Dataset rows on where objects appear
========

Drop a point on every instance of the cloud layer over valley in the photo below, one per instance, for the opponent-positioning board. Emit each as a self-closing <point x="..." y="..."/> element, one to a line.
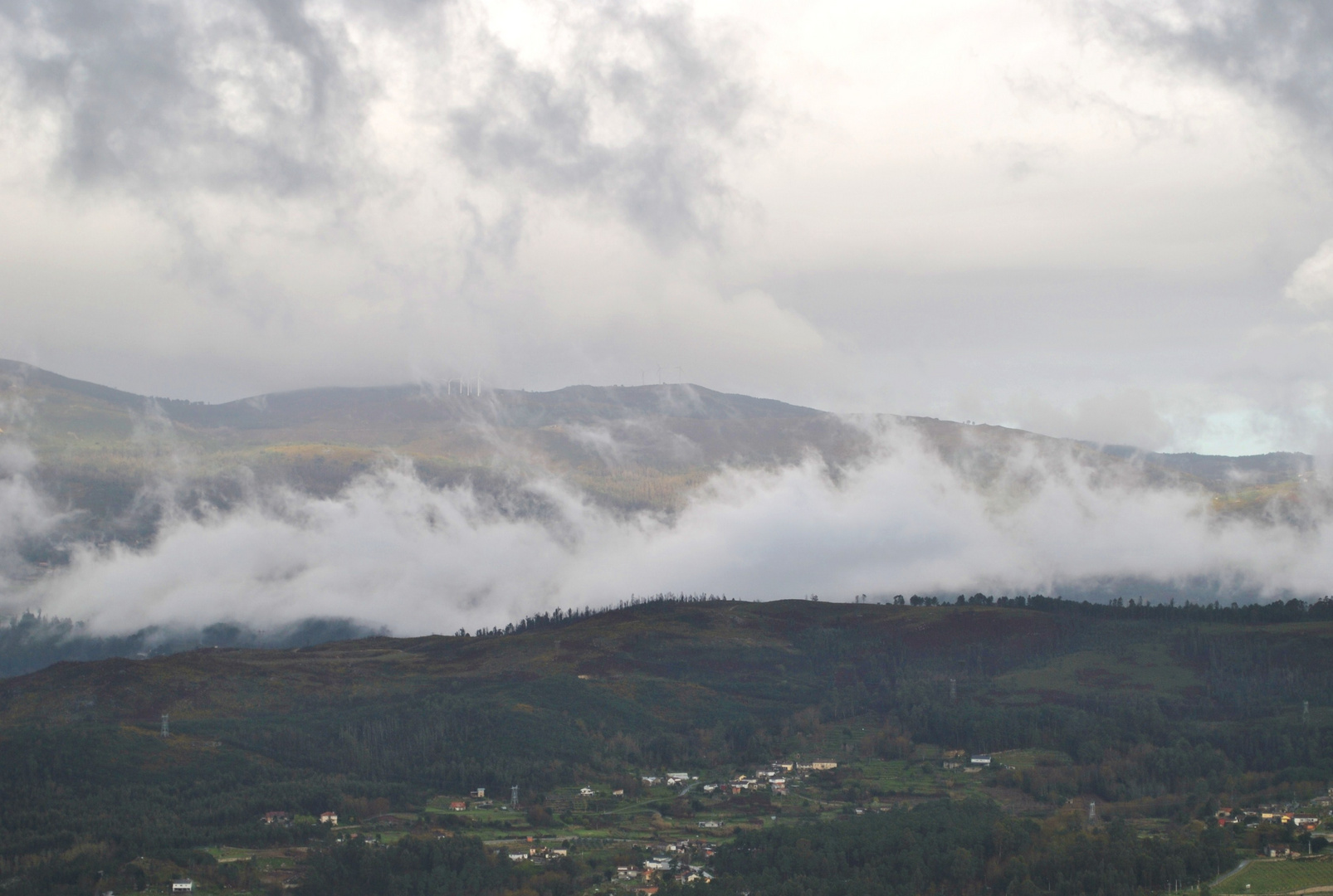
<point x="1099" y="220"/>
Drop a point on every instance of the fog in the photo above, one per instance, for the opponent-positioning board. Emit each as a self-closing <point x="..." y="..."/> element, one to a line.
<point x="392" y="551"/>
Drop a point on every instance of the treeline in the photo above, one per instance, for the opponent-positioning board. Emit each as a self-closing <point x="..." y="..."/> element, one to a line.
<point x="32" y="641"/>
<point x="964" y="848"/>
<point x="1252" y="614"/>
<point x="558" y="617"/>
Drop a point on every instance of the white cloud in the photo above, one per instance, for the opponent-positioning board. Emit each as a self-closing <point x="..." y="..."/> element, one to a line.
<point x="392" y="551"/>
<point x="1312" y="283"/>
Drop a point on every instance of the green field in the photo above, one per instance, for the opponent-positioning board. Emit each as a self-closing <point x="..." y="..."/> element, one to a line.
<point x="1278" y="876"/>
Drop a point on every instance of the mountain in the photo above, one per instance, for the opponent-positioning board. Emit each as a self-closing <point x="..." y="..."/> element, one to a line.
<point x="1157" y="713"/>
<point x="99" y="451"/>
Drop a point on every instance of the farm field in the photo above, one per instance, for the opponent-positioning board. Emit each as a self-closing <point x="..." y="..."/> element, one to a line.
<point x="1278" y="876"/>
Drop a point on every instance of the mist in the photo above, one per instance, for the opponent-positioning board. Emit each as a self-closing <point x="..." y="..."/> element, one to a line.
<point x="391" y="551"/>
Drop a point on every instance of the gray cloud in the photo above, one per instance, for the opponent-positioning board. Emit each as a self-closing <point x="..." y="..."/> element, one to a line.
<point x="266" y="94"/>
<point x="1280" y="52"/>
<point x="637" y="131"/>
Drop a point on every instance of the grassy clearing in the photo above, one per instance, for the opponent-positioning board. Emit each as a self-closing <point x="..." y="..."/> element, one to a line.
<point x="1145" y="668"/>
<point x="1277" y="876"/>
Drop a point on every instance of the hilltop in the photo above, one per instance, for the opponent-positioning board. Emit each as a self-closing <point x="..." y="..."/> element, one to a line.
<point x="631" y="448"/>
<point x="1155" y="713"/>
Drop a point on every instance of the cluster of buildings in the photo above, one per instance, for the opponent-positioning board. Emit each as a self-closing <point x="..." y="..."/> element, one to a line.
<point x="664" y="864"/>
<point x="538" y="854"/>
<point x="286" y="817"/>
<point x="1271" y="814"/>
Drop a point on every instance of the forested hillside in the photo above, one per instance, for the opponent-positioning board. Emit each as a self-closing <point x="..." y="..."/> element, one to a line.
<point x="1153" y="713"/>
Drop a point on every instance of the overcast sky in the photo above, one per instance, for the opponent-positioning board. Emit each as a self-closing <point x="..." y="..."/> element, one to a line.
<point x="1106" y="220"/>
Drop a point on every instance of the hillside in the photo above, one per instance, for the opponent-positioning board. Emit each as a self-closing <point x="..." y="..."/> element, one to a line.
<point x="99" y="451"/>
<point x="1155" y="713"/>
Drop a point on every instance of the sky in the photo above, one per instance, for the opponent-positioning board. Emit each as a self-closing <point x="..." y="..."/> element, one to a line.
<point x="1108" y="220"/>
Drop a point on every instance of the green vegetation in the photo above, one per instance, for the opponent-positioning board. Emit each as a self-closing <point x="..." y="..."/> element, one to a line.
<point x="950" y="847"/>
<point x="392" y="733"/>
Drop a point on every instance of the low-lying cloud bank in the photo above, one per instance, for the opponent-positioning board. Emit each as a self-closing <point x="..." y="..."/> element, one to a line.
<point x="392" y="551"/>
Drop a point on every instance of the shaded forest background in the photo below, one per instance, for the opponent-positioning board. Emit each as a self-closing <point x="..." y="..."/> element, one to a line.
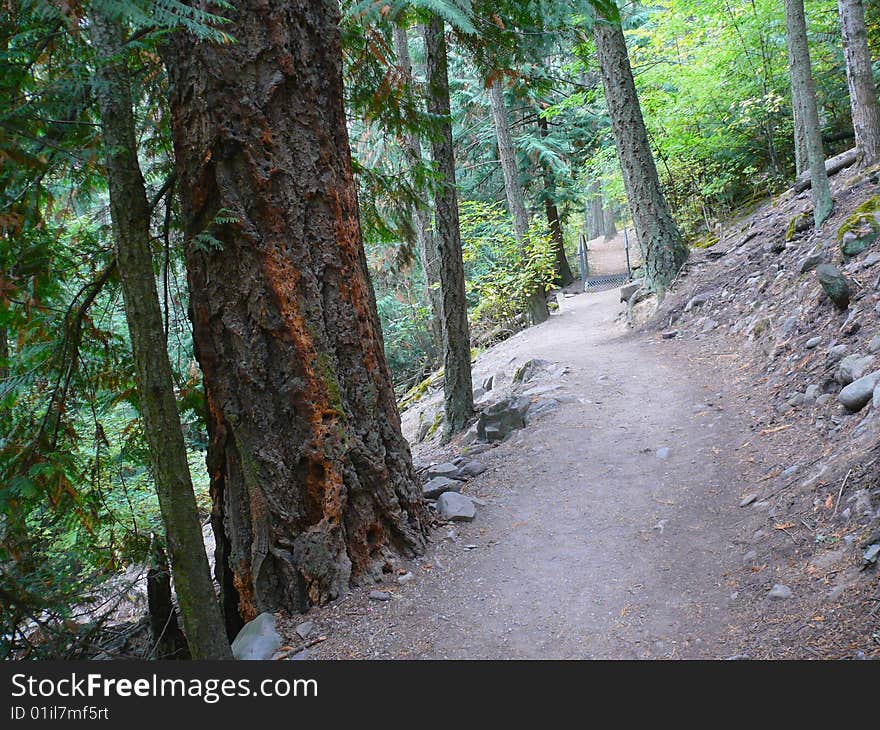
<point x="714" y="85"/>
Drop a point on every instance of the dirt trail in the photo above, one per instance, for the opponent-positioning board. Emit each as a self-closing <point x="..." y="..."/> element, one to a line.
<point x="588" y="543"/>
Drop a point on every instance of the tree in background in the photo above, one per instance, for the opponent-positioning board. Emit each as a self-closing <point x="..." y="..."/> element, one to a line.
<point x="421" y="213"/>
<point x="804" y="100"/>
<point x="662" y="246"/>
<point x="860" y="77"/>
<point x="537" y="303"/>
<point x="130" y="213"/>
<point x="311" y="479"/>
<point x="458" y="396"/>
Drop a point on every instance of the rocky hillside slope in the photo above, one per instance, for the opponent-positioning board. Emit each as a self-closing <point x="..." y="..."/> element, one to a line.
<point x="790" y="316"/>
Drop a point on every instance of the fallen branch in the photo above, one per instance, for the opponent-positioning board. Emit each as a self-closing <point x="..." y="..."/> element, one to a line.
<point x="833" y="165"/>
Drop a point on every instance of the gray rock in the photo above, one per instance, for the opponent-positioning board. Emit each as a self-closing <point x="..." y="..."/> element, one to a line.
<point x="438" y="485"/>
<point x="627" y="290"/>
<point x="257" y="640"/>
<point x="446" y="469"/>
<point x="853" y="367"/>
<point x="834" y="284"/>
<point x="779" y="592"/>
<point x="500" y="419"/>
<point x="871" y="259"/>
<point x="708" y="325"/>
<point x="811" y="395"/>
<point x="472" y="469"/>
<point x="836" y="353"/>
<point x="810" y="262"/>
<point x="857" y="394"/>
<point x="695" y="301"/>
<point x="529" y="370"/>
<point x="456" y="507"/>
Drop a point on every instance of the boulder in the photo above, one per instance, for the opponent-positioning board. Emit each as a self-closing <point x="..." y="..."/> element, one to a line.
<point x="834" y="284"/>
<point x="857" y="394"/>
<point x="529" y="370"/>
<point x="257" y="640"/>
<point x="438" y="485"/>
<point x="499" y="420"/>
<point x="446" y="469"/>
<point x="456" y="507"/>
<point x="853" y="367"/>
<point x="809" y="262"/>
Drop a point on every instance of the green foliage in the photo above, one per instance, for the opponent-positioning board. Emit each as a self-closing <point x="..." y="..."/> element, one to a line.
<point x="501" y="273"/>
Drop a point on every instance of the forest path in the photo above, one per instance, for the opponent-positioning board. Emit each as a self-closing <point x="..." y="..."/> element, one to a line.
<point x="588" y="544"/>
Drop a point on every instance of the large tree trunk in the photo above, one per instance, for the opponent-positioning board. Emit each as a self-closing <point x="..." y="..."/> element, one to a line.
<point x="130" y="215"/>
<point x="658" y="235"/>
<point x="536" y="302"/>
<point x="428" y="255"/>
<point x="458" y="396"/>
<point x="561" y="268"/>
<point x="311" y="478"/>
<point x="804" y="97"/>
<point x="860" y="77"/>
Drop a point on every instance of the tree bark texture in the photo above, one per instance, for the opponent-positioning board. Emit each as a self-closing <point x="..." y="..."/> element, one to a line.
<point x="428" y="255"/>
<point x="458" y="396"/>
<point x="130" y="215"/>
<point x="804" y="98"/>
<point x="860" y="77"/>
<point x="561" y="267"/>
<point x="659" y="237"/>
<point x="536" y="303"/>
<point x="311" y="478"/>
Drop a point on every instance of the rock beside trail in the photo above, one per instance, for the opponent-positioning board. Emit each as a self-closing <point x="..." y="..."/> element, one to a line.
<point x="499" y="420"/>
<point x="779" y="592"/>
<point x="853" y="367"/>
<point x="834" y="284"/>
<point x="456" y="507"/>
<point x="856" y="395"/>
<point x="257" y="640"/>
<point x="627" y="290"/>
<point x="438" y="485"/>
<point x="446" y="469"/>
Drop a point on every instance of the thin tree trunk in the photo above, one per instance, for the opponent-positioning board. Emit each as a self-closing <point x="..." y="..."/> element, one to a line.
<point x="860" y="77"/>
<point x="458" y="396"/>
<point x="168" y="640"/>
<point x="657" y="233"/>
<point x="428" y="255"/>
<point x="597" y="217"/>
<point x="130" y="215"/>
<point x="536" y="302"/>
<point x="561" y="268"/>
<point x="311" y="478"/>
<point x="804" y="98"/>
<point x="610" y="227"/>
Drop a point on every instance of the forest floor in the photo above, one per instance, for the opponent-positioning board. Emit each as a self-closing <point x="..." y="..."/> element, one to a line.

========

WHAT TO PRODUCE: Write out only the final block of lines, starting at the line with "Drop a point on every instance of the forest path" and running to the end of the material.

OUTPUT:
Drop a point on every instance of the forest path in the photo above, one per instance, for the opponent-positioning board. Emit each as a self-closing <point x="..." y="..."/> element, one to a line.
<point x="588" y="544"/>
Drop a point on every instance of the large tree trunk in the photo above, one per instance, for the opponent-positioning board. Emit each as a self-closing <point x="..." y="..."/> element, one to a line.
<point x="130" y="215"/>
<point x="658" y="235"/>
<point x="536" y="302"/>
<point x="428" y="255"/>
<point x="458" y="396"/>
<point x="561" y="268"/>
<point x="311" y="478"/>
<point x="804" y="97"/>
<point x="860" y="77"/>
Drop a point on every instance of the tree bark texture in the photo above, one per instance, for the opponent-positioning board. Emit each as a self-closing <point x="..." y="..."/> element, one to a line.
<point x="428" y="255"/>
<point x="458" y="396"/>
<point x="130" y="215"/>
<point x="804" y="98"/>
<point x="860" y="77"/>
<point x="561" y="267"/>
<point x="659" y="237"/>
<point x="536" y="303"/>
<point x="311" y="478"/>
Drop a point on every instance of the rock beside trail in the photo above, one per instance, for the opponent-positioning board. Emit each as a self-closing <point x="..." y="..."/> element, one to a line.
<point x="499" y="420"/>
<point x="779" y="592"/>
<point x="853" y="367"/>
<point x="834" y="284"/>
<point x="456" y="507"/>
<point x="856" y="395"/>
<point x="257" y="640"/>
<point x="627" y="290"/>
<point x="438" y="485"/>
<point x="446" y="469"/>
Drop a point on every instance of the thin tree trunk in the photo above, one per instance, for the opponent-positioning board. Emit each as a self-closing <point x="..." y="..."/> element, one to a line.
<point x="860" y="77"/>
<point x="458" y="396"/>
<point x="168" y="640"/>
<point x="657" y="233"/>
<point x="428" y="255"/>
<point x="597" y="217"/>
<point x="130" y="215"/>
<point x="536" y="302"/>
<point x="561" y="268"/>
<point x="311" y="478"/>
<point x="804" y="98"/>
<point x="610" y="227"/>
Drop a point on every instance of the forest floor in the photo above, one per instance, for the opponent-positioning board. Emit each as a self-closing <point x="..." y="..."/> element, one to a line.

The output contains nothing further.